▶ [Exercise 1] In the regex forum thread, which product did the poster download a trial of?
▶ [Exercise 2] Please pick up the regex forum thread after its last line and keep writing it.

For years I’ve treated regex the same way I treat ebola I’ve kept my distance.
I now find myself needing to use it for many areas of a project. I’ve pieced together several find and replace functions from things I’ve found on the internet.
I would think what I’m looking for is something asked frequently, but I can’t seem to find anything on searches, I’m possibly not asking Google properly. I’m hoping there is a regex person that can point me in the right direction.
I need to search a string for a given phrase and match it with; exact match of word, is contained in word, is start of word, or is end of word. The matched word needs to be retrieved for each of the searches.
I’ve tried to tinker with \b but haven’t discovered how to do anything but an exact match, and I’m not sure I’m doing that properly. The nuances of regex are an art, and I’m finger painting
Thanks Mike and Jason. I downloaded the trial RegExRx and it looks like a great product for assembling patterns, if you know what you are doing already.
I thought I could figure out what I needed easily enough so I wrote a small app to do in a very meager way what RegexRx does, all, before I came to the forum for help. So, I’ve done a lot of experimenting in both my app and RegExRx, but all I have is a long list of what doesn’t work, and no understanding of why. This is standard text editor, find and replace fodder that is found in so many applications, I’d think the internet would be pouring over with examples…
In your case, let’s say you want to find the any word that contains the word “dog”. This pattern will do the trick:
\\b\\S*dog\\S*
This means: Start at a word break followed by any number of characters that are not a whitespace, then “dog”, then any number of characters that are not a whitespace.
It won’t matter if “dog” is the entire word, at the start, end, or somewhere in the middle.
The problem is, you don’t know what the user will enter so you don’t want to use their input verbatim in case they use a character that means something to the regex engine. I recommend this code:
dim searchWord as string = theUsersInput
dim chars() as string = searchWord.Split( "" )
for i as integer = 0 to chars.Ubound
select case chars( i )
case "a" to "z", "0" to "9"
// do nothing
else
chars( i ) = "\\x{" + hex( chars( i ).Asc ) + "}"

▶ [Dataset section]
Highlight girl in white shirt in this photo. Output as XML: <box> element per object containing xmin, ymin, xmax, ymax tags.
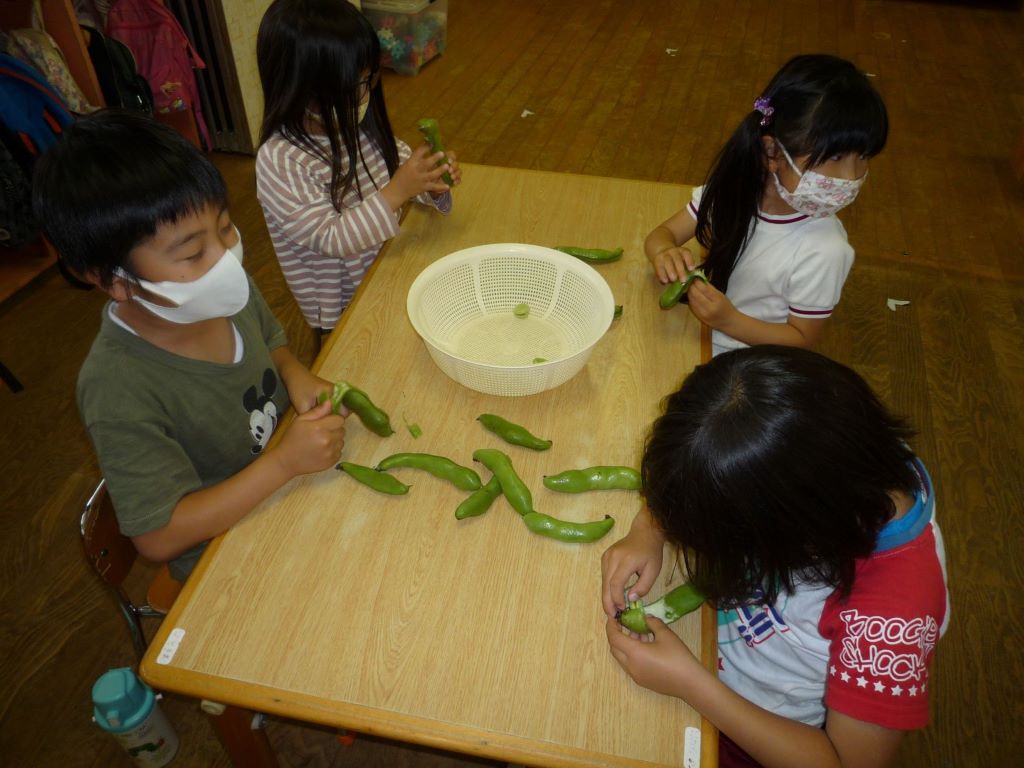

▶ [Answer 1] RegExRx

▶ [Answer 2]
end
next
dim pattern as string = "\\b\\S*" + join( chars, "" ) + "\\S*"
You can also implement a very basic find function like this:
Sub FindNext(source as textarea, searchKey as string, restartFrombeginning as Boolean = False)
dim txt as String = source.Text
static lastPosition as Integer = 0
static lastSearchKey as String
if lastSearchKey <> searchKey or restartFrombeginning then
lastPosition = 0
end if
lastPosition = txt.InStr(lastPosition+1,searchKey)
if lastPosition > 0 then
source.SelStart = lastPosition-1
source.SelLength = searchKey.Len
end if
lastSearchKey = searchKey
End Sub
In a button you can call it like:
FindNext(InputTextArea,FindField.text)
Where InputTextArea is the name of your TextArea, and FindField is the name of the field a user enters a search key into. A replace function would operate in a similar manner.
Thanks Kem, \S is what I was missing, not sure how I overlooked that, but I tried so many different combinations of things and just couldn’t get traction. I’ve spent quite a few hours on that site already along with some others. Still couldn’t find what I was looking for there, but did get a lot of other bits I needed elsewhere.
I’m sure if I knew more about the subject your app would have been very helpful, but plugging in garbage and getting no results is kind of like the monkeys and typewriters conundrum.
And thanks Jason, I did my initial code in pure RB but the file sizes were too large to be efficient. One file might be just fine, but I’m dealing with dozens of files at a minimum and even shaving a couple of seconds off the process is worth the effort.
In case you hadn’t seen it, RegExRX has an insert menu with all the tokens you can use and an explanation of what each does. It’s the arrow just above the pattern field on the left.
I have a function to cleanup a text file by stripping 2 or more spaces, all non printables, and I need to add stripping 3 or more consecutive carriage returns. Single and double \r need to be permitted. \s\s\s works fine for cases where there are an even number of \r’s, but strips all if odd. Again I’ve tried as many combinations as I can think of and Google hasn’t provided an answer either.
I’ve tried \r and \s \s is what I really needs as this function is meant to be used on imported files where I have no control over the content and covers the additional occurrences of line feeds and such.
my replace string is empty, so I need to catch 3 or more \s and replace with an empty string. I’m sure this is a replace pattern that can do this, but I’m only into regex about 48 hours or so now and still trying to solidify the basics in my mind.
I phrased my question wrong and in my limited testing on varied text documents \s is what I need to use I’m sure I find a document that breaks that in the future, so \R is noted.
Scott, \s\s\s+ has the odd even glitch and only retains two carriage returns if the number is even. Odd number of carriage returns strip all carriage returns.
As I tried to reformulate my question it seemed that I was seeking a conditional solution. Using Kems’ RX app I came up with this, which seems to work.
(?(?=\s\s\s)\s|)
Is there a pitfall I’m not aware of? I’ll give \R a whirl to see if I get equal or better results.
Yeah your right! that segment worked in you app alone, but did nothing when added to my search string.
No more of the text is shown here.